→ Given passage:
####################
I am happy that a member of CrIsis has objected to the violence.
From an in-character perspective I think the folks who saw Overkill and Tyvernos get invisibly attacked TWICE (first time we didn’t know who it was, but the second time Tyvernos, Otto, Tranny, AND INDARIS got a really clear look at Darksong) “could” make the logical association of Darksong to Abu or the Hytril or the Dragon. Out-of-character we might know otherwise but our characters were all speaking INDEPENDENTLY without an official spokesperson to a being who was invisible most of the time and the only evidence our characters had to go on was what we saw:
a ship being looted, dead sailors, members of CrIsis being attacked, magic-draining ward, invisibility / illusion, etc.
CrIsis had absolutely no reason to believe the deals being offered would be honored, kept in good faith, that Abu was speaking on behalf of the dragon, that the attempts at assassination weren’t subterfuge, etc.
I would strenuously disagree with ANY in-character sentiments to the contrary. Our Priest of Isis having his powers purloined for a month seems a little extreme. But it seems about as extreme as calling the Wooly Dragon “innocent of any crime.” Hehe! If you don’t witness someone raping your sister does your sister still have a bloodied hymen? Of course, if a Wooly Dragon falls in the woods does it make a sound? CrIsis was on a mission. I think, again, out-of-character everyone witnessed Tyvernos enter the dragon’s hoard and not take a lick o’ treasure — not even one cent.
We were there to liberate the foot of the Lawgiver. Killing the Wooly Dragon was NOT an integral part of the quest at all…it never was. We listened to Victor and Tag and Chris give us out-of-character information about the last time and who died and how brutally it went, etc. I think we all blurred the lines and I’ll be the first person to admit culpability. IN-CHARACTER we felt extremely threatened by creatures we couldn’t see who had access to some kind of mystical paralysis poison and invisibility and an ancient wooly dragon master. IN-CHARACTER it is 100% justifiable and plausible for a Priest of Isis to, upon seeing CrIsis cornered in a cave, a comrade die under his fellow’s blade, a dangerous and deadly foe in closed-quarters …INVOKE the BFG of MIRACLES.
####################
→ Tasks to carry out:
a: In the roleplay post, what was CrIsis there to liberate?
b: Write out the stretch of the roleplay post from "CrIsis had absolutely" through "even one cent.".

→ Source material:
####################
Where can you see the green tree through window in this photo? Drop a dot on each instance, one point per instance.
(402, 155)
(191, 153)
####################
→ The answers:
a: The foot of the Lawgiver.

b:
CrIsis had absolutely no reason to believe the deals being offered would be honored, kept in good faith, that Abu was speaking on behalf of the dragon, that the attempts at assassination weren’t subterfuge, etc.
I would strenuously disagree with ANY in-character sentiments to the contrary. Our Priest of Isis having his powers purloined for a month seems a little extreme. But it seems about as extreme as calling the Wooly Dragon “innocent of any crime.” Hehe! If you don’t witness someone raping your sister does your sister still have a bloodied hymen? Of course, if a Wooly Dragon falls in the woods does it make a sound? CrIsis was on a mission. I think, again, out-of-character everyone witnessed Tyvernos enter the dragon’s hoard and not take a lick o’ treasure — not even one cent.